### PASSAGE GIVEN:
WOODSIDE, Calif. (AP) -- On a steep south-facing slope in Woodside, one of the last working farms on the east side of San Mateo County's coastal range is about to pull up stakes.
Like farmers in general, the main farmer here, David Blume, is apprehensive about forces beyond his control. He sees his predicament as another example of rising real estate prices driving out the last vestiges of a time when the county was in touch with its roots.
''Something is amiss when we can't keep farms close to the city,'' Blume said as he bent down to admire a particularly nice row of newly planted beans. ''There is basically a spiritual component there that is lacking when the source of sustenance is not within your viewshed. It leads kids to thinking, for example, that milk comes from factories. Everything is abstract, computer-generated, now.''
The focus of Blume's affection is called Our Farm, a ''community-supported agriculture'' project. Such enterprises hark back to farming styles practiced for hundreds of years in Europe and Japan, but they are relatively new in a nation dominated by corporate farms. The nonprofit operation produces organically grown vegetables and fruits, many of them hard to find, for ''sharers'' -- customers from around the Bay Area who pay up front.
A few weeks ago, Blume said, he received notice from his landlady that rent for the two-acre parcel was going up and that maybe he should move on. He pays $1,800 a month -- a bargain in Woodside, especially considering that the plot includes a house on the land where Blume and three interns live. He expects the property could be rented for as much as $4,000 a month, probably by people who want to board horses.
''The irony is that after eight years here,this is finally the year we got everything together and the soil is at its peak. And now it's time to go,'' said Blume, 45, as he watched several interns harvesting the week's crop. ''It's another tale of gloom from Silicon Valley.''
If you talk to the amiable Blume for more than five minutes, however, you learn that Our Farm is about a lot more than just growing tasty food on a slope in Woodside. It almost borders on a crusade to educate people about the importance of small farms and the value of being connected to the land.
So being told to disconnect comes as somewhat of a shock, he said, even though he knew it probably would all come to an end some day.

### COMPLETE THE FOLLOWING:
A – Could you reproduce the farm article from "WOODSIDE, Calif. (AP)" up to and including "with its roots.", switching "apprehensive" for "uneasy"?
B – Which lines of the records contain the string "query"? Pull out each of them, treating case as significant.

### PROVIDED ENTRIES:
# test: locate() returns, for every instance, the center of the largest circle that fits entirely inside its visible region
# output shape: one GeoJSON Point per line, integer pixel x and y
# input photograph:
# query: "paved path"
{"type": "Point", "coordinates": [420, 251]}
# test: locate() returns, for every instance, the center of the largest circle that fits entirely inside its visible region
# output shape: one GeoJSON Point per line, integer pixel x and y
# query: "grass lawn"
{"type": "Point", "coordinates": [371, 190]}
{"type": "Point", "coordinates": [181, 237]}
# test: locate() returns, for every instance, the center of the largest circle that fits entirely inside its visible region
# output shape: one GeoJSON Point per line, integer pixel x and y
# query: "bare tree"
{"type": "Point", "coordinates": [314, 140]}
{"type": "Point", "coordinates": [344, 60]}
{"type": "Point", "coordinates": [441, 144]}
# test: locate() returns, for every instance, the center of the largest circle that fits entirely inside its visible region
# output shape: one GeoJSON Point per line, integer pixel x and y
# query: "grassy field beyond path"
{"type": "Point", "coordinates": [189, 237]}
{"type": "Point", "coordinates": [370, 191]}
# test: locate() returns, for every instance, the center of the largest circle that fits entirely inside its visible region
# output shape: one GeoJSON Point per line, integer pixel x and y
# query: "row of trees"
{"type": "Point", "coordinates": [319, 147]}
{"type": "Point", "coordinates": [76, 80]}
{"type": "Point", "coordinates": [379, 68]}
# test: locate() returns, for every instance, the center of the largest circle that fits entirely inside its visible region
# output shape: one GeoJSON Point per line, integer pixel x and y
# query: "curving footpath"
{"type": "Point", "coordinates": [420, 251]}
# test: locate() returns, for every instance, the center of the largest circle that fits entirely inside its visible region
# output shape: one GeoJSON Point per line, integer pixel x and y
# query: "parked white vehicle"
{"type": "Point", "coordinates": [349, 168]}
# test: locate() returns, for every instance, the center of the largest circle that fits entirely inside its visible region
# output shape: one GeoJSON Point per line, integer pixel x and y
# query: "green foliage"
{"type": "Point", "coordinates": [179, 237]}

### RESPONSE LIST:
A –
WOODSIDE, Calif. (AP) -- On a steep south-facing slope in Woodside, one of the last working farms on the east side of San Mateo County's coastal range is about to pull up stakes.
Like farmers in general, the main farmer here, David Blume, is uneasy about forces beyond his control. He sees his predicament as another example of rising real estate prices driving out the last vestiges of a time when the county was in touch with its roots.

B –
# query: "paved path"
# query: "grass lawn"
# query: "bare tree"
# query: "grassy field beyond path"
# query: "row of trees"
# query: "curving footpath"
# query: "parked white vehicle"
# query: "green foliage"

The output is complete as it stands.